(Data items)

********

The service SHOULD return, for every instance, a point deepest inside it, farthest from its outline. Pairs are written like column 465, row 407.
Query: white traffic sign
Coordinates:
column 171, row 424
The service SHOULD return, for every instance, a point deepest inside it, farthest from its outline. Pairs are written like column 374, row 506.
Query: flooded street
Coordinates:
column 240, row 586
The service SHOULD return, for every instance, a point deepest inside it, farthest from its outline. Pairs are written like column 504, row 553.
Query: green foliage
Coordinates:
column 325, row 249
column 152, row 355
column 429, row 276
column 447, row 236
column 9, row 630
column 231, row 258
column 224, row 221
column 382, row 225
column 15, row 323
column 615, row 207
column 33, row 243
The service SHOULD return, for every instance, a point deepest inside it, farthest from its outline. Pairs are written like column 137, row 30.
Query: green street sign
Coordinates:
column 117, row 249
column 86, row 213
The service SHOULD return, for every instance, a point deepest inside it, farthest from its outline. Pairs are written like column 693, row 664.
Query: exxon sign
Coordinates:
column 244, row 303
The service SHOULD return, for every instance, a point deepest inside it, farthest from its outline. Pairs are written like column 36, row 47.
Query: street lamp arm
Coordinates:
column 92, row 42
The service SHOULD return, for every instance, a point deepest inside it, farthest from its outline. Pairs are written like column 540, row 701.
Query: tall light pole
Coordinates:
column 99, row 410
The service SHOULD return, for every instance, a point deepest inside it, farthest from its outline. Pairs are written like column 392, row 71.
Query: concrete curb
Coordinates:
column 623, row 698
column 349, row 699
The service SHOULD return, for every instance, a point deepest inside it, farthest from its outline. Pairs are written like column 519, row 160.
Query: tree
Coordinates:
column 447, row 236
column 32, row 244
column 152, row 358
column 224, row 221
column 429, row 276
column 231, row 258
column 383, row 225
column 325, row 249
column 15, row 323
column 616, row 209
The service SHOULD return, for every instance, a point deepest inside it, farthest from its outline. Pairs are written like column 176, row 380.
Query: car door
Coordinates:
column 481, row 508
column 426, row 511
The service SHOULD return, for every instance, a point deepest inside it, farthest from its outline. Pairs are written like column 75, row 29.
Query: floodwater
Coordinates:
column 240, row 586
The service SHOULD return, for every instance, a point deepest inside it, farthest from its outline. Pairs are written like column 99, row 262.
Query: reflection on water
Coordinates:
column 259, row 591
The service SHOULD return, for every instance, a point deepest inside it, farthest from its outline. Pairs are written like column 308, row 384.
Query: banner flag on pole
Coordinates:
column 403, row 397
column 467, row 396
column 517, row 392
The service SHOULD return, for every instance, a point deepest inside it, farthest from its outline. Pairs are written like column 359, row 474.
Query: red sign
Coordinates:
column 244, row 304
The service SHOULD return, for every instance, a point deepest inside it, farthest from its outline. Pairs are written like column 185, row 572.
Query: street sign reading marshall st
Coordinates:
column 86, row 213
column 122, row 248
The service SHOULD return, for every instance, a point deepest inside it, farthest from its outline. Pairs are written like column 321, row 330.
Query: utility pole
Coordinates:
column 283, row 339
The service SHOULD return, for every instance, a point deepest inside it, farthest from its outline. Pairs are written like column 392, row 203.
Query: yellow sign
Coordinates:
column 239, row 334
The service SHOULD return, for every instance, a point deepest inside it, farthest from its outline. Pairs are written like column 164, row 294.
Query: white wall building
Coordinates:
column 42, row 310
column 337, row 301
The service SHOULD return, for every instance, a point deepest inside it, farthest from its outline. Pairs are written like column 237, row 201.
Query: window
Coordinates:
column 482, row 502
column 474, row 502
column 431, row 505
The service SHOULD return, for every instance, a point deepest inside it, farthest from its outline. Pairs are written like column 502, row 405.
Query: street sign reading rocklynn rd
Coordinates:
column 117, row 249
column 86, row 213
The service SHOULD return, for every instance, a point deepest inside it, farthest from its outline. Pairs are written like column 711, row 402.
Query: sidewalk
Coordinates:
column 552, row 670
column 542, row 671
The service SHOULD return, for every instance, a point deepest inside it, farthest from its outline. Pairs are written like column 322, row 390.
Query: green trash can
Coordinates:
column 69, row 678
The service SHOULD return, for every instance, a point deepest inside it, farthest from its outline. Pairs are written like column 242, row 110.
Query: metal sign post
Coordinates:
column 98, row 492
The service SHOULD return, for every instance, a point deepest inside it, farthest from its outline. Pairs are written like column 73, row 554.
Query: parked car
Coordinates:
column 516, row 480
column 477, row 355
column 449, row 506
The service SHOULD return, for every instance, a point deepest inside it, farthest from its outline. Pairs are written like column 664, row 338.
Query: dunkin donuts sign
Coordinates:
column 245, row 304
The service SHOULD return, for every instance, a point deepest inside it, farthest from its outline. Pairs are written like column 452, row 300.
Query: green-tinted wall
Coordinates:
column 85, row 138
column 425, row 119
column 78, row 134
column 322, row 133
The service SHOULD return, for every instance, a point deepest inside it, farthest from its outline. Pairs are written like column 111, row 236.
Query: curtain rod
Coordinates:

********

**Given instruction:**
Rewrite the entries above, putting "Label" wherever "Query" appears and leaving everything else unchanged.

**Completed exercise:**
The service SHOULD return, for every instance, a point deepest inside it, farthest from its outline. Pairs are written like column 465, row 407.
Label: white traffic sign
Coordinates:
column 171, row 424
The service SHOULD return, for every instance, a point deepest inside it, farthest from its outline. Pairs are written like column 374, row 506.
Label: flooded street
Coordinates:
column 240, row 586
The service SHOULD return, for every instance, a point deepest inside it, farthest from its outline. Pairs are written like column 504, row 553.
Label: green foliage
Coordinates:
column 325, row 249
column 152, row 355
column 429, row 276
column 447, row 236
column 9, row 630
column 231, row 258
column 224, row 221
column 382, row 225
column 15, row 323
column 615, row 207
column 33, row 243
The service SHOULD return, for every instance, a point deepest inside it, farthest from its outline. Pairs are written like column 137, row 30.
Label: green street sign
Coordinates:
column 117, row 249
column 86, row 213
The service SHOULD return, for every instance, a point deepest inside it, farthest from its outline. Pairs are written like column 693, row 664.
Label: exxon sign
Coordinates:
column 244, row 303
The service SHOULD return, for every instance, a point deepest inside it, farthest from its outline. Pairs are written like column 36, row 47.
Label: street lamp arm
Coordinates:
column 92, row 42
The service SHOULD return, for every instance, a point deepest inside it, farthest from its outline. Pairs are written like column 540, row 701.
Label: tall light pole
Coordinates:
column 99, row 410
The service SHOULD return, for every instance, a point deepest inside it, farthest from its outline. Pairs are written like column 392, row 71.
Label: concrete curb
Coordinates:
column 623, row 698
column 349, row 699
The service SHOULD return, for every instance, a point deepest inside it, farthest from its outline. Pairs are written like column 519, row 160.
Label: tree
Coordinates:
column 447, row 236
column 32, row 244
column 152, row 358
column 224, row 221
column 429, row 276
column 231, row 258
column 383, row 225
column 325, row 249
column 15, row 323
column 616, row 209
The service SHOULD return, for every instance, a point deepest inside it, farthest from its outline. Pairs are written like column 176, row 380.
Label: car door
Coordinates:
column 481, row 508
column 426, row 511
The service SHOULD return, for every instance, a point deepest inside it, farthest from its outline. Pairs are written like column 75, row 29.
Label: floodwater
Coordinates:
column 240, row 586
The service SHOULD return, for every instance, a point deepest inside it, farthest from its outline. Pairs are written like column 99, row 262.
Label: reflection on water
Coordinates:
column 259, row 591
The service SHOULD return, for every instance, a point deepest inside it, farthest from its outline. Pairs are written like column 308, row 384.
Label: banner flag on pole
Coordinates:
column 403, row 397
column 467, row 396
column 517, row 392
The service SHOULD return, for every instance, a point deepest inside it, farthest from its outline. Pairs are written like column 359, row 474.
Label: red sign
Coordinates:
column 244, row 304
The service SHOULD return, for every instance, a point deepest inside it, farthest from its outline. Pairs are written like column 185, row 572.
Label: street sign reading marshall st
Coordinates:
column 86, row 213
column 122, row 248
The service SHOULD return, for every instance, a point deepest inside it, farthest from its outline. Pairs are written like column 321, row 330.
Label: utility pole
Coordinates:
column 283, row 339
The service SHOULD return, for every instance, a point deepest inside it, farthest from its outline. Pairs are written like column 392, row 203.
Label: yellow sign
Coordinates:
column 239, row 334
The service SHOULD return, for every instance, a point deepest inside it, farthest from its outline. Pairs are written like column 164, row 294.
Label: white wall building
Coordinates:
column 42, row 310
column 337, row 301
The service SHOULD return, for every instance, a point deepest inside it, farthest from its outline. Pairs are written like column 237, row 201.
Label: window
Coordinates:
column 482, row 502
column 474, row 502
column 431, row 505
The service SHOULD return, for every instance, a point deepest inside it, farthest from its outline. Pairs are written like column 502, row 405.
Label: street sign reading rocklynn rd
Coordinates:
column 117, row 249
column 86, row 213
The service SHOULD return, for every instance, a point deepest inside it, farthest from its outline. Pairs are written like column 711, row 402.
Label: sidewalk
Coordinates:
column 552, row 670
column 542, row 671
The service SHOULD return, for every instance, a point deepest inside it, farthest from its outline. Pairs are written like column 322, row 390.
Label: green trash can
Coordinates:
column 69, row 678
The service SHOULD return, for every instance, a point deepest inside it, farthest from its outline. Pairs are written like column 242, row 110.
Label: metal sign post
Coordinates:
column 98, row 492
The service SHOULD return, for every instance, a point deepest inside it, farthest from its outline. Pairs are written like column 73, row 554.
Label: parked car
Coordinates:
column 516, row 480
column 477, row 355
column 449, row 506
The service SHOULD return, for every instance, a point deepest inside it, farthest from its outline. Pairs are written like column 664, row 338.
Label: dunkin donuts sign
Coordinates:
column 245, row 304
The service SHOULD return, for every instance, a point deepest inside it, farthest from its outline. Pairs are written like column 452, row 300.
Label: green-tinted wall
Coordinates:
column 85, row 138
column 425, row 119
column 78, row 134
column 322, row 133
The service SHOULD return, for every instance, a point deepest inside it, farthest from its outline. Pairs are written like column 111, row 236.
Label: curtain rod
Coordinates:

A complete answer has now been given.